- **EXERCISE REQUIREMENTS**
All lines from the one containing "Would you be able to indicate the patio" through the end of the data below are to be transcribed exactly. Leave out the rest.
_ _ _ _ _
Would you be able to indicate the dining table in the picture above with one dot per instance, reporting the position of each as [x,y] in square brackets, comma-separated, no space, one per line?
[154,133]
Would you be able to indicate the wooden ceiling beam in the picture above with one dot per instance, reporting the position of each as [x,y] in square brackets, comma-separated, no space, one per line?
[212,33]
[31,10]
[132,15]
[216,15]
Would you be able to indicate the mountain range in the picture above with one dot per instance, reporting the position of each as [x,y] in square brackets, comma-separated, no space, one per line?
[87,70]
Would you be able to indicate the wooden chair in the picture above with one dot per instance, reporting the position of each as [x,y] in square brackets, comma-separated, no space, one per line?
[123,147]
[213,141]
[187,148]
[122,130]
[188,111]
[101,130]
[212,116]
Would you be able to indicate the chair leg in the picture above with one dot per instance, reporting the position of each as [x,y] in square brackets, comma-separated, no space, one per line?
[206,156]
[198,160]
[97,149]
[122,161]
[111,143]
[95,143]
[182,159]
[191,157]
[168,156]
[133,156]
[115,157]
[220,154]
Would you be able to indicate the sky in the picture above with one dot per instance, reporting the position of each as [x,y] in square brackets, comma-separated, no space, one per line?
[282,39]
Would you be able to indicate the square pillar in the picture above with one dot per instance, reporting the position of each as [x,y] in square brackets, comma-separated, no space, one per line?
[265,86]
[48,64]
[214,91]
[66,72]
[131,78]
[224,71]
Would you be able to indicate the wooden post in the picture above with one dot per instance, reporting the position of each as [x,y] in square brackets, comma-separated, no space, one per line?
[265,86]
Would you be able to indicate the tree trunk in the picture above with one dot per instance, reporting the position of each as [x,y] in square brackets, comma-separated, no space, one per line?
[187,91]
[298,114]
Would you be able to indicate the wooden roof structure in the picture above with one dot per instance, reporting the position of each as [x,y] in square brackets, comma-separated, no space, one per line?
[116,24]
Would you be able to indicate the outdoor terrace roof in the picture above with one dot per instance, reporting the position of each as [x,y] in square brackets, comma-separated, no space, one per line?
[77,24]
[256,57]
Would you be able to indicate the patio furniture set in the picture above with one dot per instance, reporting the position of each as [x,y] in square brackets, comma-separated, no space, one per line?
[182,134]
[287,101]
_ _ _ _ _
- **WRITTEN ANSWER**
Would you be able to indicate the patio furniture set in the picture above with one dot per instance, reporting the position of each as [x,y] in square brackets, comma-separated, no space, one per line?
[182,134]
[287,101]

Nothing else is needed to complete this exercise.